- [GOAL]:
Output only the span of lines that begins at the line containing "Please indicate the cow's head" and ends at the last line of the data, both included, exactly as they appear.

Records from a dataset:
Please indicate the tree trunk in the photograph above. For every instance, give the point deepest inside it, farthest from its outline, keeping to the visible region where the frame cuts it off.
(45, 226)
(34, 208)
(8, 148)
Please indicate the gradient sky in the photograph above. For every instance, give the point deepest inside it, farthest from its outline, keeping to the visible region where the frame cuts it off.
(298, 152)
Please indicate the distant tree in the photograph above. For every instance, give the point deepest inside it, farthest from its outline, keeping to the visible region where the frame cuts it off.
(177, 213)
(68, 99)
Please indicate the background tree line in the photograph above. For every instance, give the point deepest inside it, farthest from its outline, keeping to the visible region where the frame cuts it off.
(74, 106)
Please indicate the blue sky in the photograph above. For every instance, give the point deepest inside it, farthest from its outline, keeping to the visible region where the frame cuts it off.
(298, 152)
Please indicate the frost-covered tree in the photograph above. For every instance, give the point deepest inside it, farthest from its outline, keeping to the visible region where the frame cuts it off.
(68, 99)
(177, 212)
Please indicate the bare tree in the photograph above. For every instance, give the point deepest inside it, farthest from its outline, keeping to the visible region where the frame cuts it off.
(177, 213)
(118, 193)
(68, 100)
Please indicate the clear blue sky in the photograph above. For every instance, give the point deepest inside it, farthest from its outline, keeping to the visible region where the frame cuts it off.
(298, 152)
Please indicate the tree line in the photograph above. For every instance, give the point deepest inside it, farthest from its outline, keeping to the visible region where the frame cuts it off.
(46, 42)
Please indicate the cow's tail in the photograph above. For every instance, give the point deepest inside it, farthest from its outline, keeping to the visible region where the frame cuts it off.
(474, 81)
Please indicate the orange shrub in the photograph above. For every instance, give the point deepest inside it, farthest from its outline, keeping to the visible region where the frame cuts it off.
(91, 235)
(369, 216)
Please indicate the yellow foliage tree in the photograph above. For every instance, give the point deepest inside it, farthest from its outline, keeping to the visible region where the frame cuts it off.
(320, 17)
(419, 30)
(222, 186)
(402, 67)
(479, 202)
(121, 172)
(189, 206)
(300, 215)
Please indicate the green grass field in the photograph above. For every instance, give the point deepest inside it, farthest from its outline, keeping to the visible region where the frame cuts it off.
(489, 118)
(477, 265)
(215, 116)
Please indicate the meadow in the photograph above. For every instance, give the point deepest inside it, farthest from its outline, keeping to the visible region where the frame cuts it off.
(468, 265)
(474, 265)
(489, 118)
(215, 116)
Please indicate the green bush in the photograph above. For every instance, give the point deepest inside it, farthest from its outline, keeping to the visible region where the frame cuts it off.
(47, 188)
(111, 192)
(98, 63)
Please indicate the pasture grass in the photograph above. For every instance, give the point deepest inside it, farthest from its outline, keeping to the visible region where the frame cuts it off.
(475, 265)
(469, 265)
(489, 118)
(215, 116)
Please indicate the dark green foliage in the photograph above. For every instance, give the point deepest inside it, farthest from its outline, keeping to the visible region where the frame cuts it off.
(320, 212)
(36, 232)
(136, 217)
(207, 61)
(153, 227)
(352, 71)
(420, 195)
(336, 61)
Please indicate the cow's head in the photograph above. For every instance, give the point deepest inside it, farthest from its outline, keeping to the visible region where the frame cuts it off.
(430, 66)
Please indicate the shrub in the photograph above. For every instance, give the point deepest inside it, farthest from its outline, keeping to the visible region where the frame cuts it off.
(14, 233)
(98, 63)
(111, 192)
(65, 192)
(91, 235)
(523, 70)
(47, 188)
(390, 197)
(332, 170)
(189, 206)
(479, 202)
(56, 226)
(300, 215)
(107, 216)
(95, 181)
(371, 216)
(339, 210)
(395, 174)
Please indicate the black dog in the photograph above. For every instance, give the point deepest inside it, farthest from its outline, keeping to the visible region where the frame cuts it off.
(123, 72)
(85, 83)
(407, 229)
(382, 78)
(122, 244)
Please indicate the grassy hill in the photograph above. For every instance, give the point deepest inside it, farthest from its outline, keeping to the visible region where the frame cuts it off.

- [RESULT FOR THIS EXERCISE]:
Please indicate the cow's head in the photograph above. For every instance, give the point deepest inside it, farthest from its outline, keeping to the visible region where the frame cuts it off.
(430, 66)
Please indicate the shrub in the photograph above. For every instance, give the point deepest inside it, farthest from its outline, keeping to the visible region where the frame cuts it off.
(14, 233)
(98, 63)
(111, 192)
(65, 192)
(91, 235)
(523, 70)
(47, 188)
(390, 197)
(332, 170)
(189, 206)
(479, 202)
(56, 226)
(300, 215)
(107, 216)
(95, 181)
(371, 216)
(339, 210)
(395, 174)
Please indicate the black dog in the photograph above. For every instance, give the point deepest inside it, farthest from its outline, keeping to the visible region where the frame cuts it off.
(123, 72)
(85, 83)
(407, 229)
(382, 78)
(122, 244)
Please indicate the grassy hill in the photograph above. For every instance, give the point deepest inside it, farthest from its outline, keeping to the visible region where the frame cuts it off.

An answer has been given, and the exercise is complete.